▸ Task to complete
Write out, please, the line containing "If you could spot the patio" together with all lines after it, up to and including the last one, with no other output.

Point annotation records
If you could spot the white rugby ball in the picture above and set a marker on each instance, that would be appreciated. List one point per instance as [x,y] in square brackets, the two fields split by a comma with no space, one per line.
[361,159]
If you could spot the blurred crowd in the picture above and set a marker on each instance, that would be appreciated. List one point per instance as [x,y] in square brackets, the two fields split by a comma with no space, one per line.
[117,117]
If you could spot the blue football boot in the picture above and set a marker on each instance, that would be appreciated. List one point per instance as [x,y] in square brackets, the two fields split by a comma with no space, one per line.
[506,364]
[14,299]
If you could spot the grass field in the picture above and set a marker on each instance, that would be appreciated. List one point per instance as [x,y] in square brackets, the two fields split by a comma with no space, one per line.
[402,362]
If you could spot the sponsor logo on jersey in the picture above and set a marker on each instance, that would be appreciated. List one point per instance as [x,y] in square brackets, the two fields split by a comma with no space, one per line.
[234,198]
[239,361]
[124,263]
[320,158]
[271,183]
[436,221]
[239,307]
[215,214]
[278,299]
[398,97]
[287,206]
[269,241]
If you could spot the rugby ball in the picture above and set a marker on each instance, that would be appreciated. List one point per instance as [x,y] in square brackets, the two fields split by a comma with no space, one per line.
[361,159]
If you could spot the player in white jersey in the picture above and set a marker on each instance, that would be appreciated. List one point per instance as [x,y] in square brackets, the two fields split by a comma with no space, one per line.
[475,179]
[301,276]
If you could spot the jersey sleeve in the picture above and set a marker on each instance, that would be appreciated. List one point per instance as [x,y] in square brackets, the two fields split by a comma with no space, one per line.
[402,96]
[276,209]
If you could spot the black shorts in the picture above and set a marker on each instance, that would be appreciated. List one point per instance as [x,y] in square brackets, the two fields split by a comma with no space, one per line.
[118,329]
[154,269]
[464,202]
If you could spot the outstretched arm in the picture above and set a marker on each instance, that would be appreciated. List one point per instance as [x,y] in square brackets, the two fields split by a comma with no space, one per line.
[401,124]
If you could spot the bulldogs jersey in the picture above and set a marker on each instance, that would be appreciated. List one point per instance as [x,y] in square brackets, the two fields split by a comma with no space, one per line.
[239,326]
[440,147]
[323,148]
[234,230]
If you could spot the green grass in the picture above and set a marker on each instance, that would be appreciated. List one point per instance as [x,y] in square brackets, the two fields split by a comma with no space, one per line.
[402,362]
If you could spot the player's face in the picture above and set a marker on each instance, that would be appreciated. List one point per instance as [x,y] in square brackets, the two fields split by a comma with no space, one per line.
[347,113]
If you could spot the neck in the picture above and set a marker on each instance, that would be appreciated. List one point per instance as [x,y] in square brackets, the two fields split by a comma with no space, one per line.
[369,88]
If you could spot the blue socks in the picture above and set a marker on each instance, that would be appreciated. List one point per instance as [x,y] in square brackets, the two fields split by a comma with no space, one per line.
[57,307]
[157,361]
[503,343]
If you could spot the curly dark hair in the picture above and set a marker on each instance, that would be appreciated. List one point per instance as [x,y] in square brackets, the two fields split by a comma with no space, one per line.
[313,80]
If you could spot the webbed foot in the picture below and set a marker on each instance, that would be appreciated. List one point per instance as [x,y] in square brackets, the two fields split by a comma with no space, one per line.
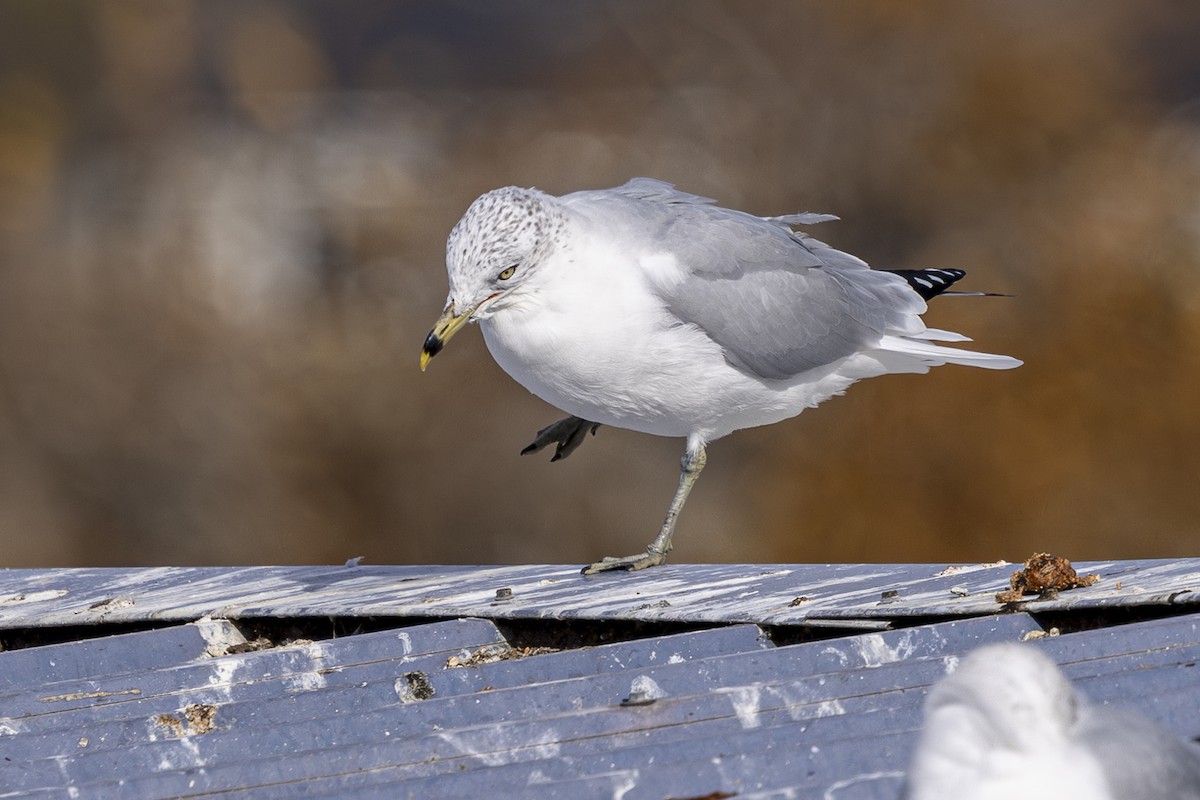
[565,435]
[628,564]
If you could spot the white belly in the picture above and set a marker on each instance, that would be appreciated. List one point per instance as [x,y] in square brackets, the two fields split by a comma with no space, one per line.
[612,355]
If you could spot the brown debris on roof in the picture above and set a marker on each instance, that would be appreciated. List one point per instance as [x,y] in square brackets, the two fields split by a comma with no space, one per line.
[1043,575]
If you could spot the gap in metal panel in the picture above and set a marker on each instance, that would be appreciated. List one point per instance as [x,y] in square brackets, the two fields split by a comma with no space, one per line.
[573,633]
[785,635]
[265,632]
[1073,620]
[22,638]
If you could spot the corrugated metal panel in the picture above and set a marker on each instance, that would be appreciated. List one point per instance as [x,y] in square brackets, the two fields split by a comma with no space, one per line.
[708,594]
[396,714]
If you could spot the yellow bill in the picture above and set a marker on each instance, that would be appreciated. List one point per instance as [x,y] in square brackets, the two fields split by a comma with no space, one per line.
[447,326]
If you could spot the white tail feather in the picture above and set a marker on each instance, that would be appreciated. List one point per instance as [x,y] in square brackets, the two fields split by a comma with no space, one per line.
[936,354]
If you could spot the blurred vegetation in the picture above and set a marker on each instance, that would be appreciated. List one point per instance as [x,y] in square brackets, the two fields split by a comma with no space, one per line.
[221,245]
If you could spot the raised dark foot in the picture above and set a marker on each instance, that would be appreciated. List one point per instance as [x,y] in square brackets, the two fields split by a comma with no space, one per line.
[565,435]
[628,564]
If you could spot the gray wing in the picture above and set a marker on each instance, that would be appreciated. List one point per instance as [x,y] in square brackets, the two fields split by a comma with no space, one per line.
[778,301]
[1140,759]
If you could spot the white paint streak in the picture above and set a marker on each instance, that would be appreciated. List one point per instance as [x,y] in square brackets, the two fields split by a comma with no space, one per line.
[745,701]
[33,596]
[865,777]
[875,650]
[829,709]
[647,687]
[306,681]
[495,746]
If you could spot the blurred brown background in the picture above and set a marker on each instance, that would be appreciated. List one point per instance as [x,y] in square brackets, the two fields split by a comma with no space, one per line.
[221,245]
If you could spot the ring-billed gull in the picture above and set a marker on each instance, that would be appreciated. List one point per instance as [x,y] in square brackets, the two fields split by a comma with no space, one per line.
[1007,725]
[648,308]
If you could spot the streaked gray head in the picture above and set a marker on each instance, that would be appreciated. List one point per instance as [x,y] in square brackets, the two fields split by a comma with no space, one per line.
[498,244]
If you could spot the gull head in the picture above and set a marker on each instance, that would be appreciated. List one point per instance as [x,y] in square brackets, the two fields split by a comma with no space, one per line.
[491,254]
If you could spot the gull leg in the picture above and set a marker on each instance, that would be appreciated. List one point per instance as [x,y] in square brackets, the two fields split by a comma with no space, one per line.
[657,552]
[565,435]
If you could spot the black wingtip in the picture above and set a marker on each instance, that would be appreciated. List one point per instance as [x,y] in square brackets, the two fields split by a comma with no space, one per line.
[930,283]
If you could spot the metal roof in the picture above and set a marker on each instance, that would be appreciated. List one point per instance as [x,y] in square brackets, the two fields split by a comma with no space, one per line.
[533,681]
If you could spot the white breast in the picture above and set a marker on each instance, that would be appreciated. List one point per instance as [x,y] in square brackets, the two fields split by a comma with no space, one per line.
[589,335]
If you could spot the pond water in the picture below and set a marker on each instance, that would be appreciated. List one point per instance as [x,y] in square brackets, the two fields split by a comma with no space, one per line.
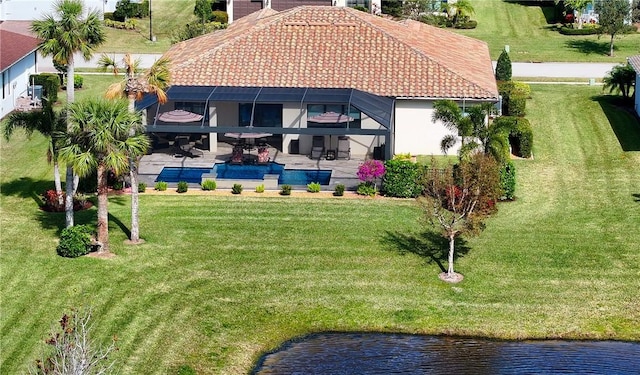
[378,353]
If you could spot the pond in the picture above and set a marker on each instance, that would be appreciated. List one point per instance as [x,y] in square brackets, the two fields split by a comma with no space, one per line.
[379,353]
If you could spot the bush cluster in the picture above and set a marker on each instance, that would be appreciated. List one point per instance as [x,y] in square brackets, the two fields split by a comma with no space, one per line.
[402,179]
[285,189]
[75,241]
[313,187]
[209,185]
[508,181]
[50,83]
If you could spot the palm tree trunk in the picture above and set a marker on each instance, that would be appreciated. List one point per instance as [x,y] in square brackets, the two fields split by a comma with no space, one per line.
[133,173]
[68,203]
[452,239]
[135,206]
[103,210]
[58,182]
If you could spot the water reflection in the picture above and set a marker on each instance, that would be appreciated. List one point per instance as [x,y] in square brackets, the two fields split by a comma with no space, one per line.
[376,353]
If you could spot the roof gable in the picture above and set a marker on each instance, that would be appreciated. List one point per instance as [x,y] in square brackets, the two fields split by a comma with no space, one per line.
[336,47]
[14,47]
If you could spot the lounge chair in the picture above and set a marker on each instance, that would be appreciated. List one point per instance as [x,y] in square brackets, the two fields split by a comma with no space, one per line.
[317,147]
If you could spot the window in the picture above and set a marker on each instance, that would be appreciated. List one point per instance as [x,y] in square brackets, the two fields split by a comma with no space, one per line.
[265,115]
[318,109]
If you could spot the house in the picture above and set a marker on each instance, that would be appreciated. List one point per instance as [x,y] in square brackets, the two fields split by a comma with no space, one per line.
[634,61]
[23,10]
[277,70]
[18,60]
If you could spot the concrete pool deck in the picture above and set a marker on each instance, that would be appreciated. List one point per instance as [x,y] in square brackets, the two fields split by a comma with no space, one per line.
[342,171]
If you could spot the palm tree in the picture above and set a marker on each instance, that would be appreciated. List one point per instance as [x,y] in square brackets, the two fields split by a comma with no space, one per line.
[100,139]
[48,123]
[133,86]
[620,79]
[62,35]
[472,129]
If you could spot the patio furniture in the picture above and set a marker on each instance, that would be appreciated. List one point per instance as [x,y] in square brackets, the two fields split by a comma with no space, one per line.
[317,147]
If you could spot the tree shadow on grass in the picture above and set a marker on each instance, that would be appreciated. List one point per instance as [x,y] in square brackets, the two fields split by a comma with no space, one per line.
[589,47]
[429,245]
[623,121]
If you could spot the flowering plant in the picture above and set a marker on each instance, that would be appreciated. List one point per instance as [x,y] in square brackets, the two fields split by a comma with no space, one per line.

▸ Result
If you could spot the patio furniture in the picture above and set a marker on each instance, that would be appreciated. List one point per instance as [x,y] in square brackets, the two fields split by a comma with no space, one per line.
[317,147]
If you could spot the tree shadow on grass in the picture above and set a marker on each instance, that would be appreciated. List one point per instance as [x,y] in square brackets, the two fields split by a comma with no space, one per line.
[589,47]
[429,245]
[623,121]
If you could spot the flowering plant in the picture above and set a marker on each instance, that would be appreciated. List one point per instance as [x,y] in square brackets, the two fields split by a comma with no space, one per line.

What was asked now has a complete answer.